O objetivo do estudo foi evitar o agravamento desses problemas, além de trazer o reconhecimento de que roncar não é normal.
Um estudo da Universidade Federal de São Paulo (Unifesp) utilizou histórias em quadrinhos para ajudar crianças em idade de pré-alfabetização a identificarem a presença de distúrbios do sono nelas mesmas ou em membros de suas famílias. Os desenhos ajudam no reconhecimento do ronco, insônia, síndrome da apneia obstrutiva do sono (uma espécie de parada respiratória durante o sono) e síndrome das pernas inquietas.
O objetivo do estudo foi evitar o agravamento desses problemas, além de trazer o reconhecimento de que roncar não é normal e pode significar problemas de saúde mais sérios. Foram submetidas a uma avaliação 548 crianças, com idades entre 6 e 10 anos, estudantes do ensino fundamental em escolas públicas e privadas.
Segundo a autora da pesquisa, Eleida Camargo, doutora em ciências da saúde, foram distribuídos questionários às crianças com questões referentes aos temas de distúrbios do sono. A maioria delas respondeu que acredita que roncar seja algo normal (57,9%) e apenas 39,6% reconheceram que o ronco possa representar sintoma de alguma doença.
Após a leitura das histórias em quadrinhos, que trazem esclarecimentos sobre os temas ligados aos distúrbios do sono de forma lúdica, o percentual de alunos que avaliaram o ronco como algo normal caiu para 37,3%. A maioria das crianças (61,4%) passou a identificar o ronco como um sintoma. Outro dado interessante da pesquisa foi a percepção de que o ronco é visto principalmente como um incômodo social. “A gente percebe que o hábito do ronco acaba sendo considerado negativo mais pelos seus aspectos culturais do que pelo reconhecimento de que pode ser uma doença”, disse.
O foco na faixa etária infantil, explica a pesquisadora, foi importante porque as crianças representam o futuro, além de terem papel fundamental ao despertar a atenção dos pais. “A população pediátrica é interessante porque ela é multiplicadora, as crianças são muito comunicativas, chegam em casa e falam para os pais. Estamos trabalhando preventivamente com uma geração, que vai se tornar adulta. Esse conhecimento vai se perpetuar ao longo do tempo”, explica.
O diagnóstico dessas doenças de maneira precoce, disse Eleida, torna seus tratamentos mais eficazes. O ronco primário infantil, por exemplo, quando não tratado, pode desencadear a apineia obstrutiva. “A longo prazo, quem tem essa apineia obstrutiva do sono está muito mais sujeito a ter problemas cardiovasculares ao despertar. Inclusive o AVC [Acidente Vascular Cerebral] chega a ser 40% mais propenso em homens adultos”.
Existem, além disso, casos de pacientes que se tratam durante anos contra a insônia, com medicação muitas vezes prejudicial, mas descobrem que o verdadeiro problema que possuem é a síndrome das pernas inquietas. De acordo com a pesquisadora, a insônia pode ser apenas uma consequência dessa síndrome, que se caracteriza pela necessidade de movimentação das pernas quando a pessoa entra em estado de relaxamento.

**Itens listados**
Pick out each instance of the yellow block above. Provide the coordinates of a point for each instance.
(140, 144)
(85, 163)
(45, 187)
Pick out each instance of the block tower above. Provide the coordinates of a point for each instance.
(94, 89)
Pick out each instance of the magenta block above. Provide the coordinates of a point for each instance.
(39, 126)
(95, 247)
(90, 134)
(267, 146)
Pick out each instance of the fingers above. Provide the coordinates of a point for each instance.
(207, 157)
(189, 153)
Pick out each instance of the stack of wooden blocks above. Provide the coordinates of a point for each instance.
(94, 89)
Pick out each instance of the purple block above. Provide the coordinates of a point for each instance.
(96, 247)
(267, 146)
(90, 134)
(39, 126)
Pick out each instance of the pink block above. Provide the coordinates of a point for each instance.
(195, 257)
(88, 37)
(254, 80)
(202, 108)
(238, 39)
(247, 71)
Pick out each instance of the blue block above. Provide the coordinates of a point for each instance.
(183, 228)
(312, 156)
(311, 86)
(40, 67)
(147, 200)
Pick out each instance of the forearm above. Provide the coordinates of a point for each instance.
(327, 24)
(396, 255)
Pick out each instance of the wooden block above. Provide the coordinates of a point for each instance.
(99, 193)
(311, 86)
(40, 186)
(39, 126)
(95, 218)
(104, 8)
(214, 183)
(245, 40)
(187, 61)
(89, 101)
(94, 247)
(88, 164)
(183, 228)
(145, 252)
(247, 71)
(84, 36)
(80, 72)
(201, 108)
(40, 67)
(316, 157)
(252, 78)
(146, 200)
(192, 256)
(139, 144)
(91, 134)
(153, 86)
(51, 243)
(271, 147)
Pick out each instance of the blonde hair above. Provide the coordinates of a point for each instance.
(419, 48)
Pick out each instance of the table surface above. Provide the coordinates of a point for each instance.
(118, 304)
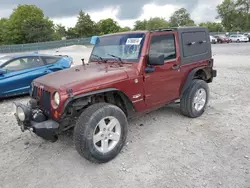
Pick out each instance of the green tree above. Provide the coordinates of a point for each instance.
(20, 15)
(37, 30)
(84, 26)
(156, 23)
(3, 30)
(212, 26)
(243, 9)
(140, 25)
(228, 14)
(181, 17)
(71, 33)
(107, 26)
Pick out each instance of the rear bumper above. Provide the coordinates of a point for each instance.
(36, 121)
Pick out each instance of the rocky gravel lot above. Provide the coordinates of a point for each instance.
(164, 149)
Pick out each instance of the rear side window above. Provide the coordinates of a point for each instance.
(163, 44)
(51, 60)
(194, 43)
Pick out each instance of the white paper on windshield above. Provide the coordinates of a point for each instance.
(133, 41)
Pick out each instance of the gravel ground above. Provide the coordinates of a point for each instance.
(164, 149)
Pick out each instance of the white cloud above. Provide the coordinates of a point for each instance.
(149, 10)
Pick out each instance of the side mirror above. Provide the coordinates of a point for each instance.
(2, 71)
(156, 59)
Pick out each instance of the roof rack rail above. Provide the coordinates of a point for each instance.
(163, 29)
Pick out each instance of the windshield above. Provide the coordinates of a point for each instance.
(4, 60)
(125, 46)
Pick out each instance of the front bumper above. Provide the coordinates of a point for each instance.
(36, 121)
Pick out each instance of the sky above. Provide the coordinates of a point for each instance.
(125, 12)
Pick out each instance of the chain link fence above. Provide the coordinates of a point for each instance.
(43, 45)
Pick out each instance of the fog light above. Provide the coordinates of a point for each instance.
(20, 113)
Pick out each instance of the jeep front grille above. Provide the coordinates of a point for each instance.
(43, 98)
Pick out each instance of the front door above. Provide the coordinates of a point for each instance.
(162, 85)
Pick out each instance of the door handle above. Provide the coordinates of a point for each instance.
(175, 67)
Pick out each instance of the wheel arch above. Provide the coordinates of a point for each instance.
(110, 95)
(201, 73)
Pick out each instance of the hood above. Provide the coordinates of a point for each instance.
(81, 78)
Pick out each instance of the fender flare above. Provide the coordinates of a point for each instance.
(190, 78)
(123, 96)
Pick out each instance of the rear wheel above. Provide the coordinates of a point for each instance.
(100, 132)
(195, 99)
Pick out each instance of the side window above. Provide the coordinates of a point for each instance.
(51, 60)
(23, 63)
(163, 44)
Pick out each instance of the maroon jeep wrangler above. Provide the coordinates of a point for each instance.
(128, 73)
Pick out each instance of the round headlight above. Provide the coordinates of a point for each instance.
(20, 113)
(57, 98)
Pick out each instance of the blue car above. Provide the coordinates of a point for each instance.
(18, 71)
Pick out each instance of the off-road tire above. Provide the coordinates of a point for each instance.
(186, 102)
(84, 129)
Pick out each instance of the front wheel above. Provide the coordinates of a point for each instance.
(195, 98)
(100, 132)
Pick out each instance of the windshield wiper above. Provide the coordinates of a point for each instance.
(100, 58)
(116, 57)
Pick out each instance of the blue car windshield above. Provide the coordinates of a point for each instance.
(4, 60)
(125, 46)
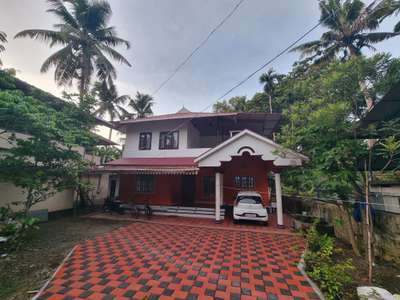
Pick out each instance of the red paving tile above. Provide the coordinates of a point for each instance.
(170, 261)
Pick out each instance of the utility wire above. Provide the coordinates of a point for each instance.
(202, 43)
(282, 52)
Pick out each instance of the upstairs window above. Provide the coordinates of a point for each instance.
(145, 141)
(245, 182)
(234, 132)
(169, 140)
(145, 183)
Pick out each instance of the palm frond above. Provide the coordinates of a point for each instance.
(115, 55)
(59, 9)
(104, 67)
(54, 37)
(376, 37)
(397, 28)
(3, 37)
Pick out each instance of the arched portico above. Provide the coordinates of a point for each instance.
(272, 156)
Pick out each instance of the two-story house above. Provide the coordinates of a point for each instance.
(190, 159)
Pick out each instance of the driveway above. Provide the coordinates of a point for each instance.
(171, 261)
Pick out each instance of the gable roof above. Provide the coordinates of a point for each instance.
(182, 115)
(266, 148)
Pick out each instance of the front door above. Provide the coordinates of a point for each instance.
(188, 190)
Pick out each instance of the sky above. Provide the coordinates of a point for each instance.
(163, 32)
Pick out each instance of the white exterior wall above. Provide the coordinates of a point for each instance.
(131, 148)
(9, 193)
(390, 197)
(60, 201)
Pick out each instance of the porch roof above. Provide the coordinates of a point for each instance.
(254, 144)
(152, 165)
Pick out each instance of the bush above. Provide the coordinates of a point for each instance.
(15, 228)
(332, 277)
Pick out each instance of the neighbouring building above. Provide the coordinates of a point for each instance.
(386, 193)
(190, 159)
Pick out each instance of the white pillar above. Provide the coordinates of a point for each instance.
(221, 181)
(218, 196)
(278, 193)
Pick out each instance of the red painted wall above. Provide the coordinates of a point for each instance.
(168, 188)
(245, 165)
(239, 166)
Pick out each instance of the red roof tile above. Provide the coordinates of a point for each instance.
(175, 116)
(155, 162)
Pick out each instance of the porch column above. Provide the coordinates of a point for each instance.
(218, 196)
(221, 181)
(278, 194)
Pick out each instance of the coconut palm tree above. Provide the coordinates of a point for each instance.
(270, 80)
(87, 42)
(3, 39)
(393, 7)
(350, 25)
(142, 104)
(108, 101)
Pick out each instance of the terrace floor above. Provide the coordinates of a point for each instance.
(178, 258)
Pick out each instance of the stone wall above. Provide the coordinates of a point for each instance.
(386, 225)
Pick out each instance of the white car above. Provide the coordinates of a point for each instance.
(249, 206)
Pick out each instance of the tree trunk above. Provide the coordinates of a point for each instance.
(350, 230)
(368, 228)
(270, 104)
(29, 201)
(110, 134)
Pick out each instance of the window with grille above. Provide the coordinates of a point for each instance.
(244, 182)
(209, 186)
(145, 141)
(145, 183)
(169, 140)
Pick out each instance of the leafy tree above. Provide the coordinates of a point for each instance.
(86, 39)
(321, 124)
(270, 80)
(351, 27)
(3, 39)
(392, 7)
(235, 104)
(108, 101)
(142, 104)
(46, 158)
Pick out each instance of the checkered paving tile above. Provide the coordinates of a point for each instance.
(164, 261)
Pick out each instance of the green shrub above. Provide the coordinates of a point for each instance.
(332, 277)
(16, 227)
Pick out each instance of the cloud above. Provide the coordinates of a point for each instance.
(162, 33)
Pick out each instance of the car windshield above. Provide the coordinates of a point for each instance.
(249, 200)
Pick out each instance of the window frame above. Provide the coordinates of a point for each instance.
(244, 182)
(164, 134)
(146, 133)
(147, 188)
(208, 186)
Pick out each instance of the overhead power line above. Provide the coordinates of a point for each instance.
(280, 53)
(202, 43)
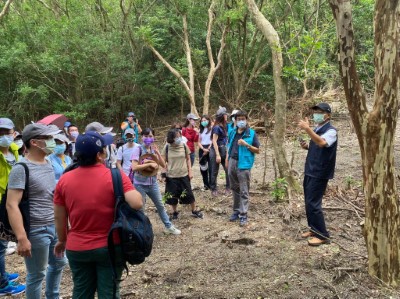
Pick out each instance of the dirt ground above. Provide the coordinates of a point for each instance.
(214, 258)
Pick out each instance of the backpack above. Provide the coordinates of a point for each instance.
(6, 232)
(134, 227)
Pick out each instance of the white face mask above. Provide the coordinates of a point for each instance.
(19, 143)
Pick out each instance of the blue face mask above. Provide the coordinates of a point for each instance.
(241, 124)
(6, 140)
(178, 140)
(318, 118)
(59, 149)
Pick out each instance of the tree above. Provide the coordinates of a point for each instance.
(278, 137)
(375, 131)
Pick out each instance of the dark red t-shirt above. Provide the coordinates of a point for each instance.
(87, 194)
(192, 136)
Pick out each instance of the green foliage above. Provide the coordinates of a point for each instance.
(90, 62)
(279, 189)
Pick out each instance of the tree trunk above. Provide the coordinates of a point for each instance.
(188, 53)
(375, 132)
(5, 9)
(278, 138)
(213, 67)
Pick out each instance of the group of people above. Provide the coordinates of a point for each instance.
(71, 191)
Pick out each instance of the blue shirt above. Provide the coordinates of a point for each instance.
(57, 164)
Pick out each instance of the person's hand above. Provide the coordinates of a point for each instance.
(59, 249)
(303, 144)
(242, 142)
(154, 147)
(304, 124)
(24, 248)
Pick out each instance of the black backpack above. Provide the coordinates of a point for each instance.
(134, 227)
(6, 232)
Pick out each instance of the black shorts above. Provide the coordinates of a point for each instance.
(178, 190)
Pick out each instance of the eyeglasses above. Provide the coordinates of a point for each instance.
(6, 134)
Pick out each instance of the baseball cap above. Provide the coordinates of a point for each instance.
(37, 129)
(90, 143)
(98, 127)
(62, 137)
(6, 123)
(323, 107)
(221, 111)
(234, 112)
(129, 131)
(192, 116)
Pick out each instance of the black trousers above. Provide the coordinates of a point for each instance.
(204, 160)
(314, 190)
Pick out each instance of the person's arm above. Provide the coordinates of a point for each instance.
(188, 162)
(60, 220)
(14, 197)
(217, 155)
(161, 161)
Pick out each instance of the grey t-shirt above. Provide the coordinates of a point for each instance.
(42, 183)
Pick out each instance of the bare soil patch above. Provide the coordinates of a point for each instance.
(214, 258)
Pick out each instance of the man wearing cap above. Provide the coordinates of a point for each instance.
(8, 157)
(125, 151)
(191, 133)
(131, 122)
(232, 124)
(37, 244)
(111, 160)
(319, 168)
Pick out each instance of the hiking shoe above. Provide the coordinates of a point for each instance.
(175, 215)
(234, 217)
(172, 231)
(11, 247)
(243, 220)
(12, 276)
(197, 214)
(317, 242)
(306, 235)
(12, 289)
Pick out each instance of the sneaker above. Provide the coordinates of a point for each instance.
(12, 276)
(243, 220)
(174, 215)
(228, 192)
(197, 214)
(234, 217)
(172, 230)
(12, 289)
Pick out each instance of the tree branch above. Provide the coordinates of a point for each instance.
(5, 9)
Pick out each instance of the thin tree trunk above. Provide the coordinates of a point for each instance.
(213, 67)
(5, 9)
(278, 138)
(376, 132)
(186, 43)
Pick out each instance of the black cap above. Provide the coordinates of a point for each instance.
(323, 107)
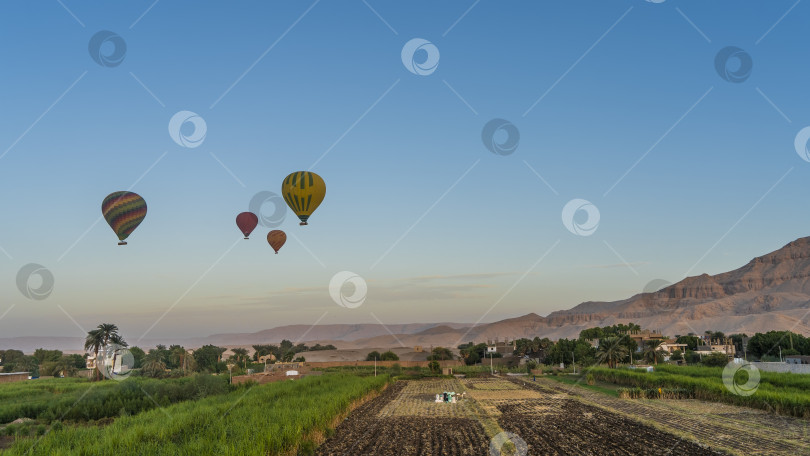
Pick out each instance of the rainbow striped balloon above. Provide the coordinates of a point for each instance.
(124, 211)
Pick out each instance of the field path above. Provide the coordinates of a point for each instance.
(734, 429)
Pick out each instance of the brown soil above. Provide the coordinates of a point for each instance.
(550, 423)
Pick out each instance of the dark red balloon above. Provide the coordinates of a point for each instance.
(247, 221)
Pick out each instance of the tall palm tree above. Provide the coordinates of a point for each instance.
(153, 365)
(240, 355)
(177, 354)
(108, 330)
(94, 341)
(612, 351)
(651, 351)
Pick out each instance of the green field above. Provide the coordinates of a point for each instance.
(275, 418)
(783, 393)
(73, 399)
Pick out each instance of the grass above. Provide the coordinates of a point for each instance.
(777, 392)
(275, 418)
(71, 399)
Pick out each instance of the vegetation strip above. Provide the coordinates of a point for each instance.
(274, 418)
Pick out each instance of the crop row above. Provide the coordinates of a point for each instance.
(783, 400)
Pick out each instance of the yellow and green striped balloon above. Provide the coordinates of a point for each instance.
(303, 191)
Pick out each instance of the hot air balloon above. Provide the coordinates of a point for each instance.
(124, 211)
(303, 191)
(247, 221)
(276, 239)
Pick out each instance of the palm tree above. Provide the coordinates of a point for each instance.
(177, 355)
(651, 351)
(240, 355)
(94, 341)
(153, 366)
(110, 332)
(612, 351)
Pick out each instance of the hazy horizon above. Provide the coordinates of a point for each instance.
(617, 103)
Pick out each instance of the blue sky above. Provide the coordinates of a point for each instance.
(440, 228)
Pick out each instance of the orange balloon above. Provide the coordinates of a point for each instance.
(276, 239)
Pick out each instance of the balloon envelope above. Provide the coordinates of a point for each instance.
(276, 239)
(303, 191)
(124, 211)
(247, 221)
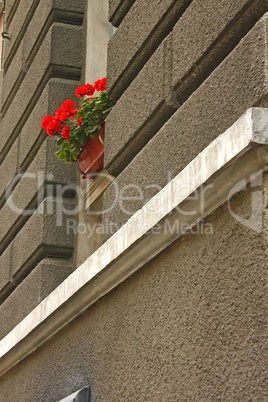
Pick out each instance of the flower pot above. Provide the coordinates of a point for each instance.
(91, 157)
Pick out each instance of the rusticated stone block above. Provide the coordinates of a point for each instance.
(47, 275)
(118, 9)
(6, 286)
(53, 54)
(8, 169)
(44, 235)
(31, 189)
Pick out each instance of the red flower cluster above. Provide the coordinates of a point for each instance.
(85, 90)
(51, 124)
(66, 110)
(100, 85)
(66, 132)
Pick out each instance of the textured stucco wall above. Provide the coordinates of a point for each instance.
(191, 325)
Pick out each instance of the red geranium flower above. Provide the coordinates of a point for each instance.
(53, 126)
(66, 132)
(68, 105)
(100, 85)
(74, 112)
(46, 120)
(85, 90)
(61, 114)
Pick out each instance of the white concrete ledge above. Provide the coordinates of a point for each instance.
(238, 153)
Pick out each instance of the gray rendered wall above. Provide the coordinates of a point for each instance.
(43, 64)
(190, 326)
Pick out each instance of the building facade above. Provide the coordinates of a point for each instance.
(149, 282)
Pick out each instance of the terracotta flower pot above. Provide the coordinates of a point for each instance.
(91, 157)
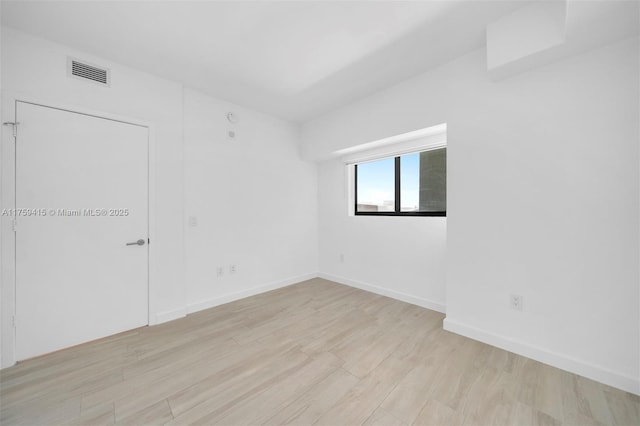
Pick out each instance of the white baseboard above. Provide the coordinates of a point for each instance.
(230, 297)
(582, 368)
(404, 297)
(166, 316)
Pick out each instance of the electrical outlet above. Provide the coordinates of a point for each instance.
(515, 301)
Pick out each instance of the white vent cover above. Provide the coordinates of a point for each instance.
(88, 72)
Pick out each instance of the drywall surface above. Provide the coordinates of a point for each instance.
(542, 201)
(251, 202)
(35, 69)
(400, 257)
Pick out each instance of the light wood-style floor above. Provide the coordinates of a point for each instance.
(313, 353)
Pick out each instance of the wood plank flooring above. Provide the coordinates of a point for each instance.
(313, 353)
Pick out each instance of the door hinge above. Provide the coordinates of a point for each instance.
(14, 125)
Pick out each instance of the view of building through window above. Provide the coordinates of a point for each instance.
(421, 186)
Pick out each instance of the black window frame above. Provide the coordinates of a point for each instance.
(397, 209)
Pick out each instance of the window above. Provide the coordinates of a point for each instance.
(407, 185)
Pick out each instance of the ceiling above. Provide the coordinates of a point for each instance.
(293, 59)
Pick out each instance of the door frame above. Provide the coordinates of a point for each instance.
(8, 198)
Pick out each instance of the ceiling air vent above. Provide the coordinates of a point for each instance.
(88, 72)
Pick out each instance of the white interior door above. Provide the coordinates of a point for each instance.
(87, 178)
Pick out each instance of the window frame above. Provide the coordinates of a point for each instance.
(397, 202)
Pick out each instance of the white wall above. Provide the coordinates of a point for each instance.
(543, 192)
(255, 202)
(400, 257)
(33, 68)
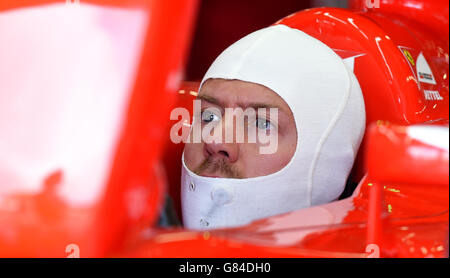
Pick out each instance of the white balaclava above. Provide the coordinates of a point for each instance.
(328, 107)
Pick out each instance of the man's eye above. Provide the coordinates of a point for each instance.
(208, 116)
(263, 124)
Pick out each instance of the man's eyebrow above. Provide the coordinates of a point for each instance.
(210, 99)
(254, 105)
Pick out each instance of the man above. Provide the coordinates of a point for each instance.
(318, 126)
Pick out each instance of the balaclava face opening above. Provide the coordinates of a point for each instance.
(328, 107)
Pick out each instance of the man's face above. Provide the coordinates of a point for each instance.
(236, 159)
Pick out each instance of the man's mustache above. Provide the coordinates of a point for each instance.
(218, 167)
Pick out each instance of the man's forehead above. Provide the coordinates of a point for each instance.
(227, 93)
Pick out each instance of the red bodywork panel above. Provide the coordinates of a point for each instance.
(399, 209)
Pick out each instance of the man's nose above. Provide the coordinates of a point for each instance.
(222, 148)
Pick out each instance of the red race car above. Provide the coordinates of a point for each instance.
(86, 162)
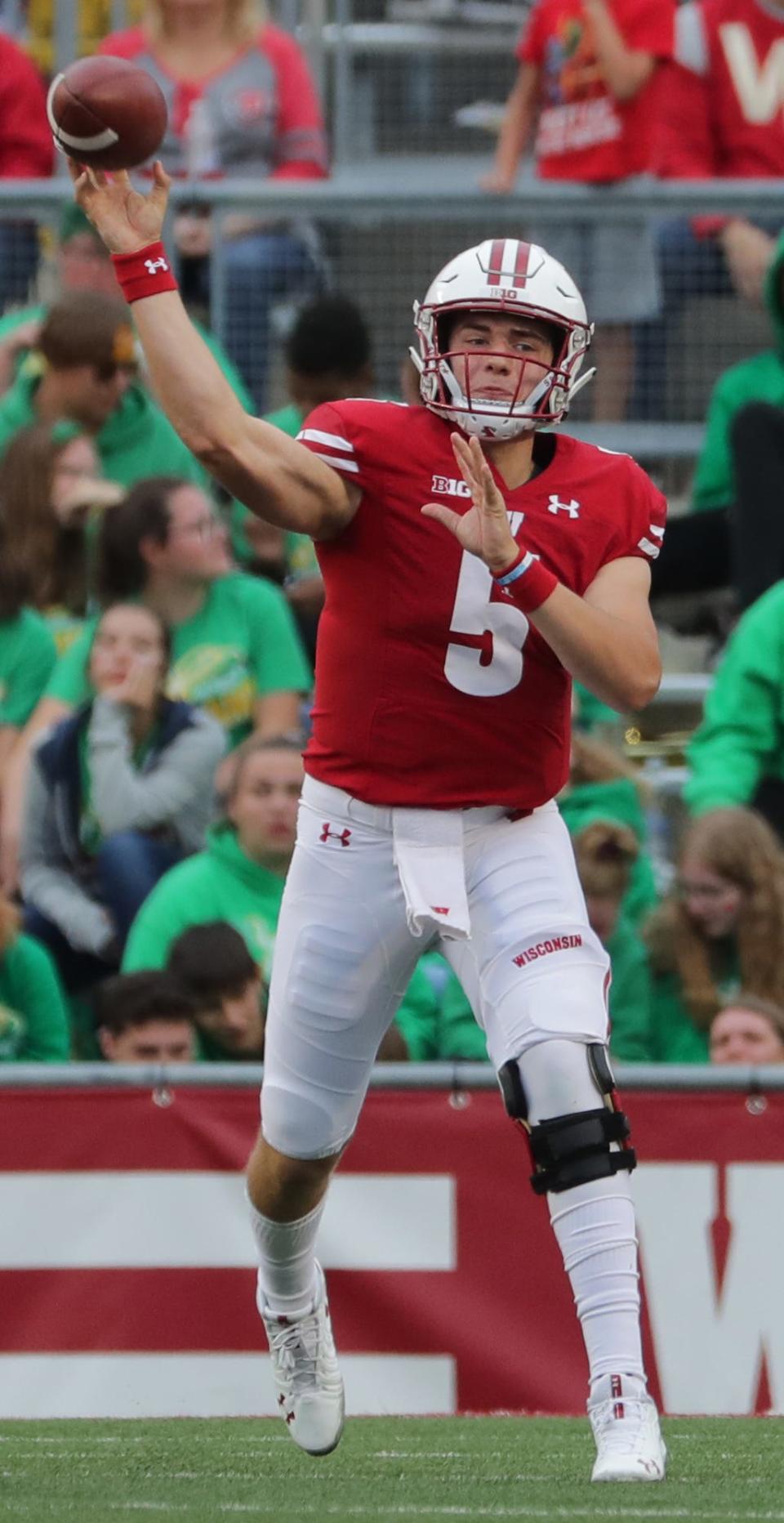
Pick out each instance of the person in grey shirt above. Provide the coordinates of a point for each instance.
(118, 793)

**Tarefas**
a – Transcreva a parte do trecho selecionado que começa em "O diagnóstico dessas" e segue até "estado de relaxamento.".
b – Segundo o trecho selecionado, quantas crianças foram submetidas à avaliação?
Os itens foram retirados de outra fonte.

**Respostas**
a –
O diagnóstico dessas doenças de maneira precoce, disse Eleida, torna seus tratamentos mais eficazes. O ronco primário infantil, por exemplo, quando não tratado, pode desencadear a apineia obstrutiva. “A longo prazo, quem tem essa apineia obstrutiva do sono está muito mais sujeito a ter problemas cardiovasculares ao despertar. Inclusive o AVC [Acidente Vascular Cerebral] chega a ser 40% mais propenso em homens adultos”.
Existem, além disso, casos de pacientes que se tratam durante anos contra a insônia, com medicação muitas vezes prejudicial, mas descobrem que o verdadeiro problema que possuem é a síndrome das pernas inquietas. De acordo com a pesquisadora, a insônia pode ser apenas uma consequência dessa síndrome, que se caracteriza pela necessidade de movimentação das pernas quando a pessoa entra em estado de relaxamento.

b – 548 crianças.